**Exercise aim**
Reproduce the stretch of the records below from the line containing "Where in this image is the white" through the end of the records, requests included, multiplying every bounding-box coordinate in the answers by 1.95 and rounding each result to a whole number, with halves rounded up. Leave the numbers in the requests and in their format samples unchanged.
[Data rows start]
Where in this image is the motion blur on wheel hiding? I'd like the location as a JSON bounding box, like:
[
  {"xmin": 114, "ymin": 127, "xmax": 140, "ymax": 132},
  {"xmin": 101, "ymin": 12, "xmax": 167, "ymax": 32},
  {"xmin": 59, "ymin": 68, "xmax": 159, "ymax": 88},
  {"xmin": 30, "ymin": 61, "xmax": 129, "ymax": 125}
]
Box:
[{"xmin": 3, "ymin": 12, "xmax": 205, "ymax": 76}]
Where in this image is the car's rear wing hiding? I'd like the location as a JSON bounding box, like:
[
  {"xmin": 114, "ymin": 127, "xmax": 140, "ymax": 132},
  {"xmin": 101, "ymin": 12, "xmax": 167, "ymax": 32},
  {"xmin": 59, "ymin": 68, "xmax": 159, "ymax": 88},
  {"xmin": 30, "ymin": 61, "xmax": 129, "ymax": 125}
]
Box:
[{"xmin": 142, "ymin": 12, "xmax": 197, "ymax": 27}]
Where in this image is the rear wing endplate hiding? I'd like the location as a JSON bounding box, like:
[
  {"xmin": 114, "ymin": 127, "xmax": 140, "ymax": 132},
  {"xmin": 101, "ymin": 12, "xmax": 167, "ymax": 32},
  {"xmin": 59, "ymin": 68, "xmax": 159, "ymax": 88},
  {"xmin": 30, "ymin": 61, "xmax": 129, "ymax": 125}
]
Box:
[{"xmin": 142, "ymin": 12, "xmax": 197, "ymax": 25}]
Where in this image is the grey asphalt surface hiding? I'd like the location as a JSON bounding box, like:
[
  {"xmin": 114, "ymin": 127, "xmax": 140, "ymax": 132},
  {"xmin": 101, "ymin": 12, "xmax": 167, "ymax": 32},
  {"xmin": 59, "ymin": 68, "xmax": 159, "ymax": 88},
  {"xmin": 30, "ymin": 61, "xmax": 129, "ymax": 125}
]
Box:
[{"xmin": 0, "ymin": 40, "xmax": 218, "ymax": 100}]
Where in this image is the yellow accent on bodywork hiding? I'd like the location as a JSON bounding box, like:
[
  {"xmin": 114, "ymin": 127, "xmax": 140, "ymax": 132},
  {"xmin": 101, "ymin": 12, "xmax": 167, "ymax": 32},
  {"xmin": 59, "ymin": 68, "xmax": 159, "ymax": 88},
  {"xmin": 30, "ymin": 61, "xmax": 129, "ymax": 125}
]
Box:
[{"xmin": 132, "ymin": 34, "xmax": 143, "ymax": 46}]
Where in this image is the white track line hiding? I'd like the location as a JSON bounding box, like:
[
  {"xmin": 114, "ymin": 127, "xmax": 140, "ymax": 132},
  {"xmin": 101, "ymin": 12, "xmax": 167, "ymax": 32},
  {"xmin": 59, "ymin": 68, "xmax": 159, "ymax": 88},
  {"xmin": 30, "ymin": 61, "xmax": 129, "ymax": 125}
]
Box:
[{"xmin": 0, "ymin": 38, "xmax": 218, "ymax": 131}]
[Data rows end]
**Output of the task**
Where in this image is the white track line hiding? I'd like the location as a JSON bounding box, like:
[
  {"xmin": 114, "ymin": 127, "xmax": 140, "ymax": 132},
  {"xmin": 101, "ymin": 12, "xmax": 167, "ymax": 32},
  {"xmin": 59, "ymin": 68, "xmax": 159, "ymax": 88},
  {"xmin": 30, "ymin": 61, "xmax": 129, "ymax": 125}
]
Box:
[{"xmin": 0, "ymin": 74, "xmax": 425, "ymax": 255}]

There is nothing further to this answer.